ENTRIES SHOWN:
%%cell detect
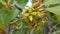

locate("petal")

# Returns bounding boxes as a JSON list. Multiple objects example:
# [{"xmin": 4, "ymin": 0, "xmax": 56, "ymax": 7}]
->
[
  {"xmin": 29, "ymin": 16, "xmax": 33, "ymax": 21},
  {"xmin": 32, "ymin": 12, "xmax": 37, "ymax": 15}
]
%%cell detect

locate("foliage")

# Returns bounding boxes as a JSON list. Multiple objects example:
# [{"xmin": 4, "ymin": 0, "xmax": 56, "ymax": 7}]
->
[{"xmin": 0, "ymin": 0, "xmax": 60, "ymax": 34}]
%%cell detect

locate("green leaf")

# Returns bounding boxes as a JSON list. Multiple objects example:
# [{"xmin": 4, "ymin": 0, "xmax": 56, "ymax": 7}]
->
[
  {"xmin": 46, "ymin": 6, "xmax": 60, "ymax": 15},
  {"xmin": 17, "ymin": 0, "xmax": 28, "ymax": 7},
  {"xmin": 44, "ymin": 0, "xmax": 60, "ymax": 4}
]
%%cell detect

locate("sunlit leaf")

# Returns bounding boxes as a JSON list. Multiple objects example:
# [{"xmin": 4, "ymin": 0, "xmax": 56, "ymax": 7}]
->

* * *

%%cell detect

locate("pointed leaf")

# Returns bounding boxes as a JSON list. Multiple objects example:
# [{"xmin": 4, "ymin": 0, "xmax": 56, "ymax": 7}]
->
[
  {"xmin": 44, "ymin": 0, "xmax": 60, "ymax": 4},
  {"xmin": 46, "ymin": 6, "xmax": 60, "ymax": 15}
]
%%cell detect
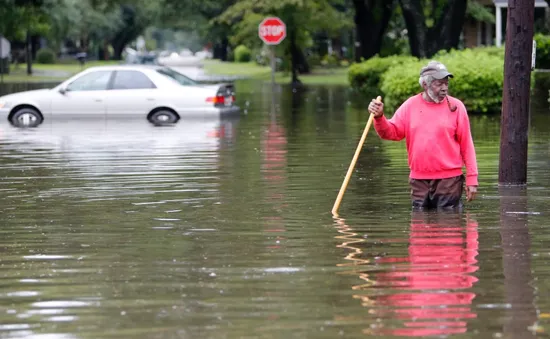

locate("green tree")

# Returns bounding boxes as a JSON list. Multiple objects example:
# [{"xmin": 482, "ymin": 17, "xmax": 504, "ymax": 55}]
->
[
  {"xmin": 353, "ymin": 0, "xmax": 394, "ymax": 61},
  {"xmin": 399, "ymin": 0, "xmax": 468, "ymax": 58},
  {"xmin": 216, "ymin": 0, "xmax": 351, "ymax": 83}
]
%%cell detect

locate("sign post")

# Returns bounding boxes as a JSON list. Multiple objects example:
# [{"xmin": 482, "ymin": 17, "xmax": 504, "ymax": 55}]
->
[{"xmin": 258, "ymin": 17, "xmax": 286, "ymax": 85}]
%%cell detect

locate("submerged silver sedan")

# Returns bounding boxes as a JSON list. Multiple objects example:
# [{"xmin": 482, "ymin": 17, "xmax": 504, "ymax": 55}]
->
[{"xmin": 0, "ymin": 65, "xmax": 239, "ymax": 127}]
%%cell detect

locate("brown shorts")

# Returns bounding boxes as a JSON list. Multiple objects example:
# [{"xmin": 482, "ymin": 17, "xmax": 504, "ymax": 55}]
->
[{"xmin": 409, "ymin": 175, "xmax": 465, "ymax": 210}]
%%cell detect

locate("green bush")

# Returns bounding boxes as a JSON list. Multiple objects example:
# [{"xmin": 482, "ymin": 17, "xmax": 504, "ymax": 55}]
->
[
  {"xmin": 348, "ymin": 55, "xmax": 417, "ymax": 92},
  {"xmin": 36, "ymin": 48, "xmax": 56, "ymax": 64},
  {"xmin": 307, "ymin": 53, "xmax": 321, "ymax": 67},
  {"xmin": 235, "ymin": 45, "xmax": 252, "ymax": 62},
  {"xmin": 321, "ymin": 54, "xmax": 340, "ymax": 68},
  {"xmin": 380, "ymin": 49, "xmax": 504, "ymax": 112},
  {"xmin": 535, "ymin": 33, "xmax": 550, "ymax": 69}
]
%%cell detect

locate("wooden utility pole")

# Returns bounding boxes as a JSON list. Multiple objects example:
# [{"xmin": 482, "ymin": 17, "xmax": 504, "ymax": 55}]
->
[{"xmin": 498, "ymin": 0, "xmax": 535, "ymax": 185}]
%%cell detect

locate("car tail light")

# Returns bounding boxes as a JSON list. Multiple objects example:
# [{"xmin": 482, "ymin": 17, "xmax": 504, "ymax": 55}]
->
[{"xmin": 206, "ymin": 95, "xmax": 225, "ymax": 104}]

...

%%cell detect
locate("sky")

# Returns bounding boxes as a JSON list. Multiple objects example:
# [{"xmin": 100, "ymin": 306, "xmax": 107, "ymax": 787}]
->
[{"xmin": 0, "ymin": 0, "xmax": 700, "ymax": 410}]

WHAT TO WORK ON:
How many lines in the items above contain the string "green"? Reply with the number only.

THE RESULT:
3